* Try it
Every line from the one with "the dining table." to the end of the data needs to be copied exactly, and no line before it.

= Beginning of Section =

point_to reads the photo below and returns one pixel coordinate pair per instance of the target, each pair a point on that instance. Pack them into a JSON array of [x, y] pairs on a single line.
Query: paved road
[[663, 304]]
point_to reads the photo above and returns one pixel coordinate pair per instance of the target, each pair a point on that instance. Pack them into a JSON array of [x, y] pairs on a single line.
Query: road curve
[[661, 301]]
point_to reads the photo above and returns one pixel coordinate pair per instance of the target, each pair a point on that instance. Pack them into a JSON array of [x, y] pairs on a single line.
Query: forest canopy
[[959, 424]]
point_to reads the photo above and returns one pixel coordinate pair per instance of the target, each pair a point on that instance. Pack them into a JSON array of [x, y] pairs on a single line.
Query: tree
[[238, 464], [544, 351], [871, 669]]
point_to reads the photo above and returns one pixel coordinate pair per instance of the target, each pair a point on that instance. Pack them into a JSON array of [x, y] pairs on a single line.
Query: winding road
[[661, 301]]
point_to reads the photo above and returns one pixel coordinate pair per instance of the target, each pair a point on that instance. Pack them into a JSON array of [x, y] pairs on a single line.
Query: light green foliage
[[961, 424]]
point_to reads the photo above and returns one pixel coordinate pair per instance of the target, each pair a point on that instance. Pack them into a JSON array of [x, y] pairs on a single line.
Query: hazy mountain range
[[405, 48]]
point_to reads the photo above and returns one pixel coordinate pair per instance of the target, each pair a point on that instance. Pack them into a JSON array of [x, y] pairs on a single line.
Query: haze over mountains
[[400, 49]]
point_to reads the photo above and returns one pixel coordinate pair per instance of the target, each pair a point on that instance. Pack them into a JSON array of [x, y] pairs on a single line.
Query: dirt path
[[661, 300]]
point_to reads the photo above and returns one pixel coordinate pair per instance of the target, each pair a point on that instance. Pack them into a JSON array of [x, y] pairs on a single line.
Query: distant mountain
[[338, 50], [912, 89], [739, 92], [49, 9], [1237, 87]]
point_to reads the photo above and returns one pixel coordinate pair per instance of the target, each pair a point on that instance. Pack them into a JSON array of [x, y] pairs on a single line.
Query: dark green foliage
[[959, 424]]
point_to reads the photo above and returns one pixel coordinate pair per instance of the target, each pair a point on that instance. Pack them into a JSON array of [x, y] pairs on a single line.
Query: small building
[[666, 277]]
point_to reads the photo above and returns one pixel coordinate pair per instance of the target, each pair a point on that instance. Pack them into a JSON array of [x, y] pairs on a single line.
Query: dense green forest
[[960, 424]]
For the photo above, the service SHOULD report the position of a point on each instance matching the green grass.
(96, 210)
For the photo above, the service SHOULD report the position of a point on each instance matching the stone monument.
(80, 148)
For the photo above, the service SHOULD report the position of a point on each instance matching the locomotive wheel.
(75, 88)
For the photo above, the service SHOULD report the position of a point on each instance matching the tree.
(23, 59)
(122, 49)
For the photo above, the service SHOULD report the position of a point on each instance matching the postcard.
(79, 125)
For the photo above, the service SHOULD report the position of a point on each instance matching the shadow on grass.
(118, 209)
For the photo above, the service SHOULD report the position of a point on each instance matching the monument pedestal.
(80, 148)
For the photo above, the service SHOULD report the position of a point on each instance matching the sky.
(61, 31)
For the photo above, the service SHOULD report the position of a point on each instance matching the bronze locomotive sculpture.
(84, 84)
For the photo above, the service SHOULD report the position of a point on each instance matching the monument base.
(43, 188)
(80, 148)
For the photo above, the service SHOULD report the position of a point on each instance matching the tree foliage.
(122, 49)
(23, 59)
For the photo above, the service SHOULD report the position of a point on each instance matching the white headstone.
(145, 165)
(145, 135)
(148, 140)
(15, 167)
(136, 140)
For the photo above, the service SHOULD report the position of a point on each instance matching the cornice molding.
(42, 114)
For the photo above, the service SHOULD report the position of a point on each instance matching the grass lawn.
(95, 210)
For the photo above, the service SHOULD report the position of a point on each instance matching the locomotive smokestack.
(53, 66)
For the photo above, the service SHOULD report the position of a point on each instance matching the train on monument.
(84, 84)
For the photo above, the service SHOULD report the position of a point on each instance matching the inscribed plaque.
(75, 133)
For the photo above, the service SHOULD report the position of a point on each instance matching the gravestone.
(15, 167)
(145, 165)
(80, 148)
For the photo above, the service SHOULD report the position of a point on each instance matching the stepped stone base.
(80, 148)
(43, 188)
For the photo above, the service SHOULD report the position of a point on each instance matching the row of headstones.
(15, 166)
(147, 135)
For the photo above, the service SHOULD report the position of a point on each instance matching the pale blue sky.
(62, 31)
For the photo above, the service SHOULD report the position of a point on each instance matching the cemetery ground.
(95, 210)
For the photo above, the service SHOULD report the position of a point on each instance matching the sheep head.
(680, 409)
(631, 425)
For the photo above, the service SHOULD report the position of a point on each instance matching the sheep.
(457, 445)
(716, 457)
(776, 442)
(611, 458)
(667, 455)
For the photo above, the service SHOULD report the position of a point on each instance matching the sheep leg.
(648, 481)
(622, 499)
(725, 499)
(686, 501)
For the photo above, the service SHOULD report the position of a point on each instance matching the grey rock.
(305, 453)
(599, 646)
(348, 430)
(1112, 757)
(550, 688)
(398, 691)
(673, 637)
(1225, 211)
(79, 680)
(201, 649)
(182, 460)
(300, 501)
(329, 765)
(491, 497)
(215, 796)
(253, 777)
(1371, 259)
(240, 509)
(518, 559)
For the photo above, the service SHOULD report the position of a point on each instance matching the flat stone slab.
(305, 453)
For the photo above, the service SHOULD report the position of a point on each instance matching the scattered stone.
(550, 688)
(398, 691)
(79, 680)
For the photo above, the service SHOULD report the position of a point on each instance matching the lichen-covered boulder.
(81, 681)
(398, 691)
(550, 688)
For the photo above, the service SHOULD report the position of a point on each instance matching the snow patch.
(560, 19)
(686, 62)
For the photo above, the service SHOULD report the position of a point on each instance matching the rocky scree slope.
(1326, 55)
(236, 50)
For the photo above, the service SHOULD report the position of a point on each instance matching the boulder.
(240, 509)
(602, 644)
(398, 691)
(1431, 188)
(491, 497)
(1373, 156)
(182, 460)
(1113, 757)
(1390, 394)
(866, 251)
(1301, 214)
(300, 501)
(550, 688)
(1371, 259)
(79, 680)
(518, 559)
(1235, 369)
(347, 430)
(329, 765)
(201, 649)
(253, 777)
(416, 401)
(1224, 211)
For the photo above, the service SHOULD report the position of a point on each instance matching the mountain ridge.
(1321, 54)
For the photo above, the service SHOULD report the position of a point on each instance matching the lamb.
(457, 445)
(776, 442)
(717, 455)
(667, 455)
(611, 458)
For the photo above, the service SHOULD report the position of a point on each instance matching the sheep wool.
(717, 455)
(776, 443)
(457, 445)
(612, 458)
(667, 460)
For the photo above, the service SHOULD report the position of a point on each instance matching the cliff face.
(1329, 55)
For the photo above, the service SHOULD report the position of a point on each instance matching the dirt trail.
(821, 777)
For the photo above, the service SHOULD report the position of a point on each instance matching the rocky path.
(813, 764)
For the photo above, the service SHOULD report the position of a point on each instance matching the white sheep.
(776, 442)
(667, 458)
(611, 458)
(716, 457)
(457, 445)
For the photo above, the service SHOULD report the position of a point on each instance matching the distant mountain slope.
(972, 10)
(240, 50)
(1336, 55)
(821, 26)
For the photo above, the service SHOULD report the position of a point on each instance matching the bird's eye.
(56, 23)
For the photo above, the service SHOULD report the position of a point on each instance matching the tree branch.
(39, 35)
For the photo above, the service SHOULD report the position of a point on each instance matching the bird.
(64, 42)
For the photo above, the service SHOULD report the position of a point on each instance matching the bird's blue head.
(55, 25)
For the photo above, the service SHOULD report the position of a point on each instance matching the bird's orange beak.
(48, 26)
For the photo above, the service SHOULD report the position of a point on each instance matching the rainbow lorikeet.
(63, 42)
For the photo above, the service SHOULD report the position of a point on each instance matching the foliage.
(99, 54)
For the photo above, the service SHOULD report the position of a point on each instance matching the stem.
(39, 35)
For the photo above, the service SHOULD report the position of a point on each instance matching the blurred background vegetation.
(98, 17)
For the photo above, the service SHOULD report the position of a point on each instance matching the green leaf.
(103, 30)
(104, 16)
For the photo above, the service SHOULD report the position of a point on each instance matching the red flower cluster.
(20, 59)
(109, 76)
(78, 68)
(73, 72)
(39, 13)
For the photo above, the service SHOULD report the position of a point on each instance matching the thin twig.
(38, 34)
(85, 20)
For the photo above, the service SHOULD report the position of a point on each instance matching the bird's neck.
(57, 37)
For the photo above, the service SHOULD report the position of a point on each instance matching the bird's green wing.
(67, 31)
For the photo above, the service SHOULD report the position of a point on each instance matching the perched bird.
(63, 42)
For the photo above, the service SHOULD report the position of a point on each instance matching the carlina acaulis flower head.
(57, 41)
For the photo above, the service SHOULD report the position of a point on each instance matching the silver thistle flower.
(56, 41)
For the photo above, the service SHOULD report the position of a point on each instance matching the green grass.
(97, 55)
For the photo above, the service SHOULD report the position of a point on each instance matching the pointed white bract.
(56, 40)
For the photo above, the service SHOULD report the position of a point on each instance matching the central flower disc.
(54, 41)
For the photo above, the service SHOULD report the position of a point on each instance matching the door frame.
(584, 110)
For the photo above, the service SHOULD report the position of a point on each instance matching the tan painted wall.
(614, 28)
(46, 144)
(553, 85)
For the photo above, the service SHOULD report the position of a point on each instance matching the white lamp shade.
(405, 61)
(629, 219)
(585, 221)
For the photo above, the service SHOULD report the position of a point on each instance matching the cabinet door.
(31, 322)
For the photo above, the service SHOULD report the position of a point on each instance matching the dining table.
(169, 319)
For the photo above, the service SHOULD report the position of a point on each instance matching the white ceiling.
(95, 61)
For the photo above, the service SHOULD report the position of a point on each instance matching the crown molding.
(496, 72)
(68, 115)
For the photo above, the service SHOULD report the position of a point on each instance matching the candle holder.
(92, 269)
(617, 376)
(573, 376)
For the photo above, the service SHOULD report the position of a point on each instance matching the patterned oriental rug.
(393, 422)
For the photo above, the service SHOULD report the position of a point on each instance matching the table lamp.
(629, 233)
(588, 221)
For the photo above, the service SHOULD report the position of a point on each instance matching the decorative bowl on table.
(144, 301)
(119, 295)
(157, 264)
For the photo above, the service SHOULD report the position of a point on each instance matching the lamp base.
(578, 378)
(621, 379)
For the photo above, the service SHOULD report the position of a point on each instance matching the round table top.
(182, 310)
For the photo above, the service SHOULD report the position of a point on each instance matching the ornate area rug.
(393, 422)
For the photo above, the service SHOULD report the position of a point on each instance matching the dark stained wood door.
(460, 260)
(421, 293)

= End of Section =

* The completed task
For the photo above, the service SHOULD report the position of a point on each instance matching the dining table.
(169, 319)
For the photo above, the service SHOULD report the position of a point on each instance matching the white ceiling.
(95, 61)
For the photo above, the service SHOULD report the position of a point on each instance matching the crown molding.
(496, 72)
(68, 115)
For the photo above, the service SHOULD report the position of a point on each instance matching the candle holder.
(92, 269)
(617, 376)
(573, 376)
For the photo above, the service SHOULD report the position of a point on each instance matching the patterned oriental rug.
(393, 422)
For the photo above, the service SHOULD report the position of a point on each instance matching the table lamp.
(629, 233)
(588, 221)
For the photo above, the service SHOULD report the position of a point on each instance matching the decorative bowl on table.
(144, 301)
(119, 295)
(157, 264)
For the photo above, the service SHOULD report the position of a point on each instance matching the lamp base.
(578, 378)
(621, 379)
For the photo above, the service SHOULD report the position of a point on each instance matching the round table top.
(182, 310)
For the photo above, the service SHOULD report the position of a point on each instance matching the ornate area rug.
(393, 422)
For the photo above, the service SHOULD report the position of a point on each instance matching the dark stained wood door.
(460, 260)
(421, 293)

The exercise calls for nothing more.